■ **Entries from a point annotation set**:
^^^^^^^^

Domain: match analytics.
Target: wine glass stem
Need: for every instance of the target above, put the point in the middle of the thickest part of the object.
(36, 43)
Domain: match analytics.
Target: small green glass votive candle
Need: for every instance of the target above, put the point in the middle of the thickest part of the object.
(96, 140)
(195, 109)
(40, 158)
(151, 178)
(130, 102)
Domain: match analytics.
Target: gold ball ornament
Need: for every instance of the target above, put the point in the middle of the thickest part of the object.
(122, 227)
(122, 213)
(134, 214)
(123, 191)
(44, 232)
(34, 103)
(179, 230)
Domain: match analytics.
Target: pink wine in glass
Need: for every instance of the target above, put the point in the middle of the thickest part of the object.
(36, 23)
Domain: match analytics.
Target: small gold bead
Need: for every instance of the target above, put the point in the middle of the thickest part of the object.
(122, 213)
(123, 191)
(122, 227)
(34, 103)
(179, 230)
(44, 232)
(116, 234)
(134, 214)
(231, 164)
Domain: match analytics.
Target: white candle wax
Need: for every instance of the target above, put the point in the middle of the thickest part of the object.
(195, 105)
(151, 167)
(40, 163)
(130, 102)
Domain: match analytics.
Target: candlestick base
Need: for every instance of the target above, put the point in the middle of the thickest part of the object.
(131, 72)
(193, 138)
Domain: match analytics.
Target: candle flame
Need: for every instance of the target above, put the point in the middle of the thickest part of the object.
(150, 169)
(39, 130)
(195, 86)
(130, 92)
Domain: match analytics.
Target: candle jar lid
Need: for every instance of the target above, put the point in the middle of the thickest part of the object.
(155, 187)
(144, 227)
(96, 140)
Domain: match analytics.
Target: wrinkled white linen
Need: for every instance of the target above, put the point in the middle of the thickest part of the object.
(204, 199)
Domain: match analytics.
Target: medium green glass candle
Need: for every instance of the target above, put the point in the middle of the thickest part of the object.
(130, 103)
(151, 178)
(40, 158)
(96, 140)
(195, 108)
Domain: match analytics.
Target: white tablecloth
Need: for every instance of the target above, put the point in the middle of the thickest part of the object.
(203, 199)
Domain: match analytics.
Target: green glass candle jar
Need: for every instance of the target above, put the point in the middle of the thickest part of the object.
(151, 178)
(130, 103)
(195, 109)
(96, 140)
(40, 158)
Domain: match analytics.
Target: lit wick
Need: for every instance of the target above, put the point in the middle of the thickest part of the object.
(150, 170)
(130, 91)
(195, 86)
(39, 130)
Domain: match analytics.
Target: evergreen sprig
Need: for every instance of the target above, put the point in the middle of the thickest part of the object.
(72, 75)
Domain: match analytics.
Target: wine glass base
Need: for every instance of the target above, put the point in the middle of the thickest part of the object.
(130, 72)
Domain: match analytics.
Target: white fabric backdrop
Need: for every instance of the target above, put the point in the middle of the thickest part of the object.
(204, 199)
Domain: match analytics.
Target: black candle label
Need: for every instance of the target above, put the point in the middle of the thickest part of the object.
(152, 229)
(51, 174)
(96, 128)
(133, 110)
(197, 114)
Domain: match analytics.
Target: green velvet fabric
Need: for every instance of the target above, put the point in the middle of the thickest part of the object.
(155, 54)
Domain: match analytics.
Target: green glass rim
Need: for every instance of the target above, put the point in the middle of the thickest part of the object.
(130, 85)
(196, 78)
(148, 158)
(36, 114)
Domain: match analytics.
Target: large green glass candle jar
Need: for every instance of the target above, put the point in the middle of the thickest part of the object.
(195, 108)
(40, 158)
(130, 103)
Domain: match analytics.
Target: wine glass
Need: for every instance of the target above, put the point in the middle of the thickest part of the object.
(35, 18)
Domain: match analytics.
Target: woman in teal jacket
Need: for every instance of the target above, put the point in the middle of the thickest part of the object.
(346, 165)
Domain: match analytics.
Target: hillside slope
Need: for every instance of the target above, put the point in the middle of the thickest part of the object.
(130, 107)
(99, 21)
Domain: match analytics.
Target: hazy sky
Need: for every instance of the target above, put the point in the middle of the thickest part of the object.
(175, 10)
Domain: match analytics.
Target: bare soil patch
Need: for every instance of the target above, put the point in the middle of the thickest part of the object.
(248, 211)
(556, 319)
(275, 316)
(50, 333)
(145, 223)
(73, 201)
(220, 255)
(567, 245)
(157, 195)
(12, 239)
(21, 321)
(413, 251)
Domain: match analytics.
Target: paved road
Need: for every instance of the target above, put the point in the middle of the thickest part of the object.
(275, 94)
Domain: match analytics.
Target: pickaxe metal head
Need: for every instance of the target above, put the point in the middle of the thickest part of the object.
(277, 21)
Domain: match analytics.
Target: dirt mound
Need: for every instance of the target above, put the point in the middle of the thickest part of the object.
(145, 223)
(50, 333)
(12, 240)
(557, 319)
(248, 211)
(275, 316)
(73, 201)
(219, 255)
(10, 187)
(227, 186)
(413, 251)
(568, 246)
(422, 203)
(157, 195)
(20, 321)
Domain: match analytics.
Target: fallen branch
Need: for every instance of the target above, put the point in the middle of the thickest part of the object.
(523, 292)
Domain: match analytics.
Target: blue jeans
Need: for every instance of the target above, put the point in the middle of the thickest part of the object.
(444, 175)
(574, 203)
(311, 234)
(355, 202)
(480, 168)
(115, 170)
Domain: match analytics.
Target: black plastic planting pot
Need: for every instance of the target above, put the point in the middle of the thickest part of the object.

^^^^^^^^

■ **Stated exercise**: Retype all of the entries precisely as they are.

■ **Solved problem**:
Domain: match analytics.
Target: wine glass stem
Need: for every instance of the target above, put the point in the middle of the thickest part of the object.
(36, 43)
Domain: match analytics.
Target: small green glass votive candle
Need: for every instance of the target above, put the point in the middle of the thickest part of the object.
(96, 140)
(195, 109)
(40, 158)
(151, 178)
(130, 102)
Domain: match analytics.
Target: gold ball ornament
Need: for every instance of the target above, put the point in the middle of the thickest part of the object.
(122, 227)
(122, 213)
(134, 214)
(123, 191)
(44, 232)
(34, 103)
(179, 230)
Domain: match analytics.
Target: pink wine in glass
Need: for every instance of the target above, put the point in the middle of the thickest part of the object.
(36, 23)
Domain: match analytics.
Target: small gold bead
Need: for every instance of the target above, put the point in the middle of the thickest part of the object.
(122, 213)
(123, 191)
(122, 227)
(34, 103)
(179, 230)
(44, 232)
(116, 234)
(134, 214)
(231, 164)
Domain: match analytics.
Target: white candle wax
Need: for every instance of the target above, put the point in the middle of the thickest part of the object.
(195, 105)
(151, 167)
(40, 163)
(130, 102)
Domain: match analytics.
Target: candlestick base
Need: for every instance of the target above, put the point in the middle of the thickest part of the object.
(131, 72)
(193, 138)
Domain: match analytics.
Target: candle flame
Need: for every instance of the target above, put the point in the middle of the thickest part of the object.
(150, 169)
(39, 130)
(195, 86)
(130, 92)
Domain: match analytics.
Target: candle jar lid
Need: for every instance of the target above, put the point in the middle of the thickest part of the object.
(155, 187)
(144, 227)
(96, 140)
Domain: match analytics.
Target: wrinkled white linen
Need: for every instance of the target above, put the point in the middle of the thickest part of the object.
(204, 199)
Domain: match analytics.
Target: medium green glass candle
Need: for every instance of the target above, put the point in the middle of the thickest part of the object.
(130, 103)
(151, 178)
(40, 158)
(96, 140)
(195, 108)
Domain: match analytics.
Target: white tablecloth
Need: for every instance of the target above, put the point in the middle of the thickest part of the object.
(203, 199)
Domain: match analytics.
Target: green glass candle jar
Need: for every instance of the target above, put the point in the middle of the thickest part of the object.
(151, 178)
(130, 103)
(195, 109)
(96, 140)
(40, 158)
Domain: match analytics.
Target: lit wick
Need: for every instance of the target above, put the point in the middle of the thickest part of the object.
(150, 170)
(130, 91)
(195, 86)
(39, 130)
Domain: match analytics.
Target: evergreen sprig
Need: for every instance of the target above, put the point in the middle of the thickest part of the object.
(72, 75)
Domain: match analytics.
Target: wine glass base
Need: for every instance of the target above, put the point in the middle of the thickest part of the object.
(130, 72)
Domain: match analytics.
Target: white fabric backdrop
Need: for every instance of the target above, put the point in the middle of the thickest part of the object.
(204, 199)
Domain: match analytics.
Target: black candle label
Need: for every instance of the target above, put the point in the middle of the thickest part of the object.
(152, 229)
(51, 174)
(96, 128)
(133, 110)
(197, 114)
Domain: match analytics.
Target: green velvet fabric
Need: for every instance of the target above, put the point in the middle of the thickest part of the object.
(155, 54)
Domain: match analytics.
Target: green glass rim
Need: for every instance of the target above, put the point in the middle of the thickest part of the object.
(130, 85)
(196, 78)
(148, 158)
(36, 114)
Domain: match analytics.
Target: large green glass candle jar
Need: for every instance of the target above, put the point in the middle of the thickest part of the object.
(195, 108)
(40, 158)
(130, 103)
Domain: match analytics.
Target: wine glass
Need: for every instance of the target above, put the point in the middle of the thickest part of the object.
(35, 18)
Domain: match analytics.
Target: woman in teal jacket
Need: for every instance of the target above, put the point in the middle of the thickest part of the object.
(346, 165)
Domain: match analytics.
Target: hillside slope
Need: for every instance of the target above, put the point in the middle of the thickest part of the object.
(130, 107)
(99, 21)
Domain: match analytics.
Target: hazy sky
Need: for every instance of the target above, put the point in the middle of the thickest part of the object.
(175, 10)
Domain: match analytics.
Target: bare soil patch
Need: for every instance of the target above, put the point in the middle of the thickest part of the object.
(248, 211)
(556, 319)
(275, 316)
(50, 333)
(145, 223)
(73, 201)
(220, 255)
(567, 245)
(157, 195)
(12, 239)
(21, 321)
(413, 251)
Domain: match analytics.
Target: paved road
Need: for every instance of the target above, put the point in the middle of the thickest part of the object.
(275, 94)
Domain: match analytics.
Target: pickaxe metal head
Need: for every instance of the target above, put the point in the middle of the thickest part of the object.
(277, 21)
Domain: match analytics.
Target: dirt mound
Need: for every instance of the target above, put the point in the middle of the thickest part of the object.
(145, 223)
(50, 333)
(12, 240)
(557, 319)
(248, 211)
(275, 316)
(73, 201)
(219, 255)
(10, 187)
(227, 186)
(413, 251)
(568, 246)
(422, 203)
(157, 195)
(20, 321)
Domain: match analytics.
Target: fallen branch
Need: for every instance of the target above, put the point in the middle of the thickest part of the object.
(523, 292)
Domain: match analytics.
Target: blue jeans
Need: for every instance of the target above, put the point in the middle of the thickest part of the object.
(444, 175)
(574, 203)
(311, 234)
(355, 202)
(480, 168)
(115, 170)
Domain: match analytics.
Target: black plastic planting pot
Need: for every instance of the target above, put the point in the middle of the thickest part of the object.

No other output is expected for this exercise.